━━ Records provided

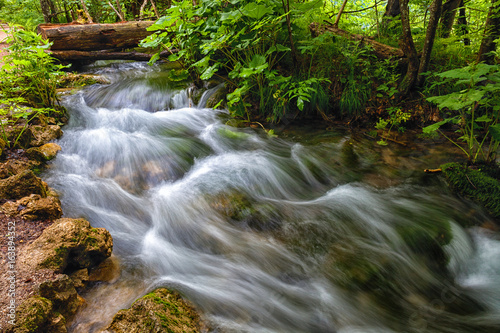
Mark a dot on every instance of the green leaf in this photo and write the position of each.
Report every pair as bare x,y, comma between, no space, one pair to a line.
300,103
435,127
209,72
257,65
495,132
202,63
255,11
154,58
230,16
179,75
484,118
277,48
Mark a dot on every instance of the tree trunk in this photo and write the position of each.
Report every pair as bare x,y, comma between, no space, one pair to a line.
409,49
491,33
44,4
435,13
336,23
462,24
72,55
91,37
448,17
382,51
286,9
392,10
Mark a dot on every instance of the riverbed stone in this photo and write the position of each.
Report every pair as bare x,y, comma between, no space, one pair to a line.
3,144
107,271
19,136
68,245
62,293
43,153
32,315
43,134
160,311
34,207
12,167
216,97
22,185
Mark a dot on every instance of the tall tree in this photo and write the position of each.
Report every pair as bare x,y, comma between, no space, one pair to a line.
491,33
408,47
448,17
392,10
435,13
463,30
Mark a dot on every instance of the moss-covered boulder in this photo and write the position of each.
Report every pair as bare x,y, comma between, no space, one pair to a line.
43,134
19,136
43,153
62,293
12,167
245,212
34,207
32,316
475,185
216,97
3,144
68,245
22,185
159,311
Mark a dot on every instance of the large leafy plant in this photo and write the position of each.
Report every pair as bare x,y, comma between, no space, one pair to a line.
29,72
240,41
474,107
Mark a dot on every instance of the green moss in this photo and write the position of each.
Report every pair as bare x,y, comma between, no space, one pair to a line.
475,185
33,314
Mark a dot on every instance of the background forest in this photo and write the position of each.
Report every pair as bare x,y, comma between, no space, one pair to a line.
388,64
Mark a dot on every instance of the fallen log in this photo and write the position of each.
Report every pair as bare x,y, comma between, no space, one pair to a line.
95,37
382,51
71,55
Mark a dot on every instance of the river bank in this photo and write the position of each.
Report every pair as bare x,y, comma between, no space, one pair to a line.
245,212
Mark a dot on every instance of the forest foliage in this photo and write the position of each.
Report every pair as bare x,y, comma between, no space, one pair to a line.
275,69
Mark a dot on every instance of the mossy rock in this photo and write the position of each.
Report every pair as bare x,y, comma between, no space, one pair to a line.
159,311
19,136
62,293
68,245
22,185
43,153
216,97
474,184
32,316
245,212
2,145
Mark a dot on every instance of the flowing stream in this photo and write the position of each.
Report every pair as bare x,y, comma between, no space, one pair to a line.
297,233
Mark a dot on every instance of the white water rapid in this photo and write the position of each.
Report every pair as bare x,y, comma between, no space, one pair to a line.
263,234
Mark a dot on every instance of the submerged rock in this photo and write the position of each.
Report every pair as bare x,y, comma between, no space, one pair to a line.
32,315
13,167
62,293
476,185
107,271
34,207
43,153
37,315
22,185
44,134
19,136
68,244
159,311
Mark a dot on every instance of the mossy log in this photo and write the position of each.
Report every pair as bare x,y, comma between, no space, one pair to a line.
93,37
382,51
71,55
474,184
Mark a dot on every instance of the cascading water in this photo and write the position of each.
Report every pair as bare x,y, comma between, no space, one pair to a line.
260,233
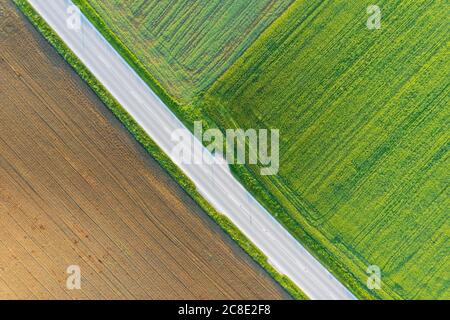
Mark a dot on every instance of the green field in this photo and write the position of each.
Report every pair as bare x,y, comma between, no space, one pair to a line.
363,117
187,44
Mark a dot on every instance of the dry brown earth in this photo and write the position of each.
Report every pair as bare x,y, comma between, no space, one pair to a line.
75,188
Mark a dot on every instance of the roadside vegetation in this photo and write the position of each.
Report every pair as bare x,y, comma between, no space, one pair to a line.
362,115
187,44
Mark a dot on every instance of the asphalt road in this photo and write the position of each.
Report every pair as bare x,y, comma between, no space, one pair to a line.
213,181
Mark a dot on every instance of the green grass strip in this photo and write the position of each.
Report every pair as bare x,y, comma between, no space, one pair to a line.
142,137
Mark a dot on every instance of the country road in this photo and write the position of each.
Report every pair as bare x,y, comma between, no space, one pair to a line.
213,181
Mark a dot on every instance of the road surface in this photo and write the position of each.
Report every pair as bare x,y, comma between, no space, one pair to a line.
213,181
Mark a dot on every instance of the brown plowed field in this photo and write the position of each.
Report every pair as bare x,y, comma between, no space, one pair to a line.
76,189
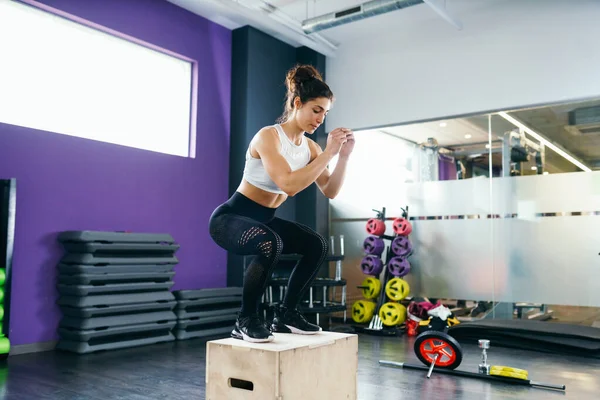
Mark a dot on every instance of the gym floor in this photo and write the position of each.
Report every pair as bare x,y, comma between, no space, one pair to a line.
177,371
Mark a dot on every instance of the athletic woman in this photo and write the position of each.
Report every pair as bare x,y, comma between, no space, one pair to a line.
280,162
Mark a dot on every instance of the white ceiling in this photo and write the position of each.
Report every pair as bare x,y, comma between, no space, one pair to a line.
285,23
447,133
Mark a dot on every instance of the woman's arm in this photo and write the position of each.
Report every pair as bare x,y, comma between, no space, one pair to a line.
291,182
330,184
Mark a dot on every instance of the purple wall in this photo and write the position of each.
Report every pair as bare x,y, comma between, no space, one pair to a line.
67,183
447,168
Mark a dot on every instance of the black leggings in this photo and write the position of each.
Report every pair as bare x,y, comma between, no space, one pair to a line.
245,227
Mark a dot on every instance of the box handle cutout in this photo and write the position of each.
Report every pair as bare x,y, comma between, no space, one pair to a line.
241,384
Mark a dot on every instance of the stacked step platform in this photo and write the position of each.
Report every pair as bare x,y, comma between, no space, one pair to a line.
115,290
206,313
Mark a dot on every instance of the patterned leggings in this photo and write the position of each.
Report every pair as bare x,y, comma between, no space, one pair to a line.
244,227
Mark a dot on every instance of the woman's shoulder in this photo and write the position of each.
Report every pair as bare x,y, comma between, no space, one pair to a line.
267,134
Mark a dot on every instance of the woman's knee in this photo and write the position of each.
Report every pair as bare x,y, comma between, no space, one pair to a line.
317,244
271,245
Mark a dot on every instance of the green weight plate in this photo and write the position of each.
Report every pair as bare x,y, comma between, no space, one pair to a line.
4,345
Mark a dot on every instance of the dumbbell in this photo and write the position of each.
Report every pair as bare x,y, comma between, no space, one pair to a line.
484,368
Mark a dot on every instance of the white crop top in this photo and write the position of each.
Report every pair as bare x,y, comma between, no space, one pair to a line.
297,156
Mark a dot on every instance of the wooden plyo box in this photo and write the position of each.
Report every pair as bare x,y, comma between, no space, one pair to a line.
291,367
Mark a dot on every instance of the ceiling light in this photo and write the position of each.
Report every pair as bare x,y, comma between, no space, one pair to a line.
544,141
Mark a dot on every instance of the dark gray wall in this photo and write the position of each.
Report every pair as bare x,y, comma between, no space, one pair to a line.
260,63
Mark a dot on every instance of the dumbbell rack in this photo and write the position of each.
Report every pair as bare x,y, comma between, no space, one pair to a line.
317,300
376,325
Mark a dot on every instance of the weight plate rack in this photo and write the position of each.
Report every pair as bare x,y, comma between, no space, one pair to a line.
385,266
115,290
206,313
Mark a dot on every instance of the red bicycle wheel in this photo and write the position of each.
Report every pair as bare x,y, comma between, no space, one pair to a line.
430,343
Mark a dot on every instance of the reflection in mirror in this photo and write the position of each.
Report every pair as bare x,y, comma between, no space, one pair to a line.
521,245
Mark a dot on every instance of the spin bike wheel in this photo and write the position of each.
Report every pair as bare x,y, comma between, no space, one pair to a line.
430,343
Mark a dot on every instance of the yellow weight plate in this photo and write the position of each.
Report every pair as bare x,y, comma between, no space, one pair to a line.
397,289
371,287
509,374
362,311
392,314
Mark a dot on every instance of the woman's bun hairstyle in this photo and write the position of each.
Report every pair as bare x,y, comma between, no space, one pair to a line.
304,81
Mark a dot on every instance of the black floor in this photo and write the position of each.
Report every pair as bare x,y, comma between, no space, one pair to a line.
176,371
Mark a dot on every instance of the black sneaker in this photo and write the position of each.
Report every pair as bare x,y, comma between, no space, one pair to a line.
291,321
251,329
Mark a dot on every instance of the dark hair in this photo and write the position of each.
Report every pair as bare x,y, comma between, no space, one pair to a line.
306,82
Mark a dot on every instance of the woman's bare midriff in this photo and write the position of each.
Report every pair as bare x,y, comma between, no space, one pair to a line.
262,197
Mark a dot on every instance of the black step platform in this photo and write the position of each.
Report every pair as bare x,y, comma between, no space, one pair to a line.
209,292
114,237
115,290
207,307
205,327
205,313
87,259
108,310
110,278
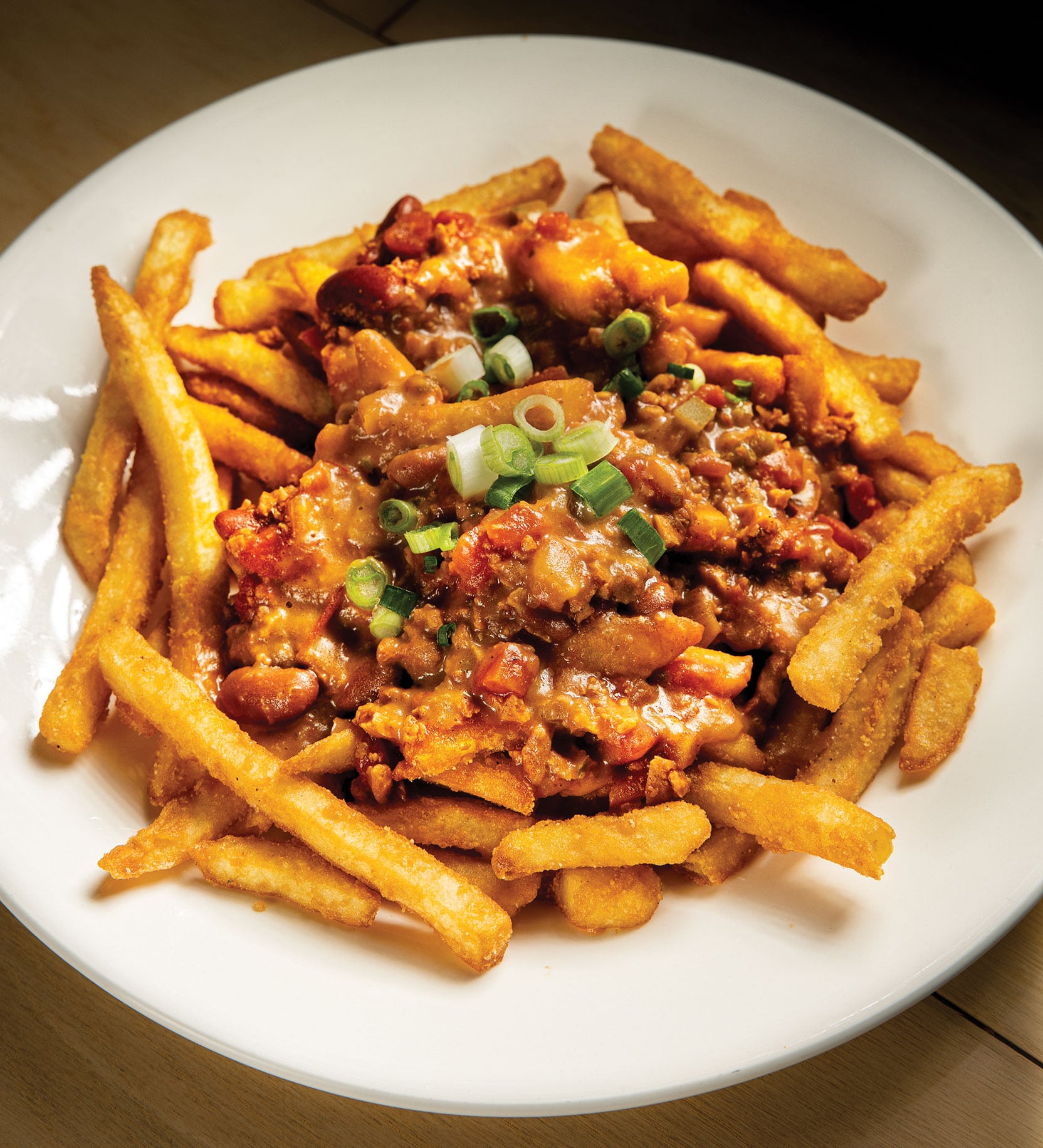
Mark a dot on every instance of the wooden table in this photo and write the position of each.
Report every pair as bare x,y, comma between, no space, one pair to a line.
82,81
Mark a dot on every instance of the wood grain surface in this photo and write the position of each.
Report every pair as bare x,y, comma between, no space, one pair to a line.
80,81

━━━━

## Instruction
Format the entries from the line containing "Mark a dot on every instance of the wooden table" through the end of the entries, inclusive, as a two-column CSV with the columns instruction and response. Give one row per entry, putting its text and its answer each in a single quoted field with line breaks replaced by spaces.

## Exercise solution
instruction,response
"Mark a dot on every instance of the wooden table in this photo and write the position of each. Report every pair as bare x,y, comma between, no space, one pair to a line.","82,81"
"Mark a dot on every instance of the wood grain surface in this photo and write the position of each. Report every pair as bare x,y, comma between, no space, one pair to a line.","80,81"